= SHORT TASK =
Put the material from the line containing "Where can the green" through the end of the material, both included, into a two-column CSV with the columns "text" and "response". Each line beginning "Where can" gets one row holding that line and the coordinates that follow it, each in a single quoted field, with line breaks replaced by spaces.

= RECORDS PROVIDED =
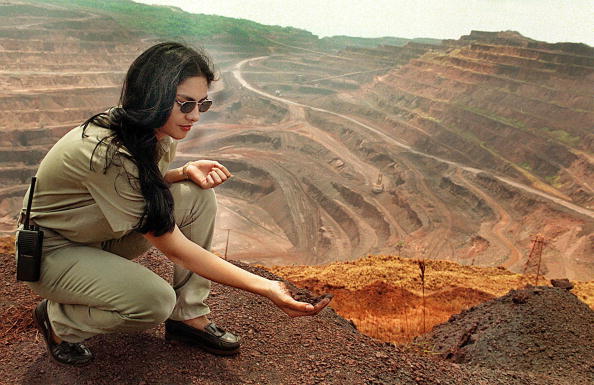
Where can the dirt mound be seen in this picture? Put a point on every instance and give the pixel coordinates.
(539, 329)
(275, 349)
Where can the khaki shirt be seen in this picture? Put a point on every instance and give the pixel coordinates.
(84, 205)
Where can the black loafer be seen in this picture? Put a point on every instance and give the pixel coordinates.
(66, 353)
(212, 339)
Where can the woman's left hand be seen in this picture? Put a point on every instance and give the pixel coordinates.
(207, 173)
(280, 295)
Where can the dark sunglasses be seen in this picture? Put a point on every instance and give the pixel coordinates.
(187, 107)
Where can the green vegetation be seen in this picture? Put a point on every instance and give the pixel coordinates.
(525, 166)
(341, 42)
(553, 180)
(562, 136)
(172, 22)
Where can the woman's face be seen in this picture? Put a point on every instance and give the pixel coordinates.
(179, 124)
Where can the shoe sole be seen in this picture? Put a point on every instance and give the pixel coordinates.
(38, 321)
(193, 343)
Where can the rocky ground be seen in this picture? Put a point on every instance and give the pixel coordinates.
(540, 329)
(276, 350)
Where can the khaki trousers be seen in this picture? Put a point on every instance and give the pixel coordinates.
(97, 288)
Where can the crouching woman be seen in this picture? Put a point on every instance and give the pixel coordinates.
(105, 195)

= EXERCISE OUTPUT =
text,response
"Where can the green vegetation be seen in this picture? Put a point on every instance and give the pixel coordinates.","(525, 166) (341, 42) (553, 180) (562, 136) (172, 22)"
"Where can the woman's face be seen in this picture? Put a point on every instance and give the pixel coordinates.","(179, 124)"
"Where can the shoe sole be seen in this picture? Put a point on every instance and give the pixel coordinates.","(38, 321) (193, 343)"
"Where can the rocky ground be seen in this picture? Put a point on every instance and give the pixel coordinates.","(540, 329) (276, 350)"
"Where can the khaki trousers be seen in this picture? Put a point on every instance and give the pixel coordinates.","(97, 288)"
"Where can the crouching woman be seen in this picture? Put a point on every instance and give the pixel coordinates.","(105, 195)"